Yep yep... Picking up some PB whent he rain stops........ and I have some solvent bases Contact cement... I've done a few countertops..... I was thinking about something different.. but het the laminate will wotk and since it's a whit "pattern" it's pretty universal


----------



## Gus Dering (Oct 14, 2008)

When ever we do a plastic top we laminate a "backer" sheet to the under side to resist the tension of the laminate on the top. That can be another piece of laminate that you have on hand or an actual backer sheet that is usually black and thin and cheap. 
Without the backer the top will probably bow and there is not much you can do to resist it.
Remember not to try and do too much with your router. Get the trimming as close as you can but a sharp laminate file is your best friend.


----------



## BHOFM (Oct 14, 2008)

I have been using laminate flooring for desk tops
and making a nice batten edge. Tough and looks
great. I put it down with construction adhesive. 

There are lots of choices as well.


----------



## Evil Scotsman (May 30, 2008)

BHOFM said:


> I have been using laminate flooring for desk tops
> and making a nice batten edge. Tough and looks
> great. I put it down with construction adhesive.
> 
> There are lots of choices as well.


BHOFM, do you have any pics of any desks that you have done? I want to build an L shaped desk in the WORST WAY! We have a store near my In Laws called Ollie's, all closeout stuff, but they have a LOT of laminate floor. I kept looking at it and trying to figure out what I could do with it. YOUR IDEA SOUNDS PERFECT and exactly what I need!

Cheers


----------



## woodman42 (Aug 6, 2007)

Gus Dering said:


> When ever we do a plastic top we laminate a "backer" sheet to the under side to resist the tension of the laminate on the top. That can be another piece of laminate that you have on hand or an actual backer sheet that is usually black and thin and cheap.
> Without the backer the top will probably bow and there is not much you can do to resist it.
> Remember not to try and do too much with your router. Get the trimming as close as you can but a sharp laminate file is your best friend.

[Problem 1] In the laminate countertop thread, what does Gus Dering say his shop laminates to the underside of a plastic top?

[Records supplied]
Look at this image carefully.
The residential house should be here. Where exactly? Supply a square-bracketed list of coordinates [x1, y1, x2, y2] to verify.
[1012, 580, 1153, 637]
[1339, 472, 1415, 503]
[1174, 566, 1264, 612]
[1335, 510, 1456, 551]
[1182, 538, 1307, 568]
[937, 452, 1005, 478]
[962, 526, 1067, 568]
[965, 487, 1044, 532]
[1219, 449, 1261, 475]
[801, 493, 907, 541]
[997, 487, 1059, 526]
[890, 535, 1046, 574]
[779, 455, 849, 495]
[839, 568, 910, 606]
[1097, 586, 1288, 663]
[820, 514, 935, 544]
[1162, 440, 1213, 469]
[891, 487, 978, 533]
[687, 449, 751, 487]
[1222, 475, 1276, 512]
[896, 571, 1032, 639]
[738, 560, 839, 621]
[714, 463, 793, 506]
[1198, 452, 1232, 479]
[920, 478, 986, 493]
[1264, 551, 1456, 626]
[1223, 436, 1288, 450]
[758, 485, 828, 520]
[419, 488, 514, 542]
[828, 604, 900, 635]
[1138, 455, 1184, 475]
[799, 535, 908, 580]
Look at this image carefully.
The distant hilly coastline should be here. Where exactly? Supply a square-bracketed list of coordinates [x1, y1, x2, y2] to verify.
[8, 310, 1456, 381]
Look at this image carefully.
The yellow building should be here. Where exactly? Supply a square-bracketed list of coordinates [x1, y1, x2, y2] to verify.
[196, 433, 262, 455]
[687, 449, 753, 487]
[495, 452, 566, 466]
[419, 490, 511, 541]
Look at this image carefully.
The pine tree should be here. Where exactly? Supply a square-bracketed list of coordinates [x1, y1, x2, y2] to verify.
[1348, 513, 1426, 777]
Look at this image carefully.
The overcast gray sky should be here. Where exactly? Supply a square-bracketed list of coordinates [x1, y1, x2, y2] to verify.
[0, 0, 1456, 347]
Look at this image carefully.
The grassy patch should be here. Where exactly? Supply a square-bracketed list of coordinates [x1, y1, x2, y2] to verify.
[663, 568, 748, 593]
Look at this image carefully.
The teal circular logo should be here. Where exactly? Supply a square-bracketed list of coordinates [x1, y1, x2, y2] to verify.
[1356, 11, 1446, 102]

[Problem 2] Copy out the records from their first line through the line containing "[687, 449, 751, 487]", with both of those lines included.

[Full answer 1] A backer sheet, which can be another piece of laminate on hand or an actual backer sheet.

[Full answer 2]
Look at this image carefully.
The residential house should be here. Where exactly? Supply a square-bracketed list of coordinates [x1, y1, x2, y2] to verify.
[1012, 580, 1153, 637]
[1339, 472, 1415, 503]
[1174, 566, 1264, 612]
[1335, 510, 1456, 551]
[1182, 538, 1307, 568]
[937, 452, 1005, 478]
[962, 526, 1067, 568]
[965, 487, 1044, 532]
[1219, 449, 1261, 475]
[801, 493, 907, 541]
[997, 487, 1059, 526]
[890, 535, 1046, 574]
[779, 455, 849, 495]
[839, 568, 910, 606]
[1097, 586, 1288, 663]
[820, 514, 935, 544]
[1162, 440, 1213, 469]
[891, 487, 978, 533]
[687, 449, 751, 487]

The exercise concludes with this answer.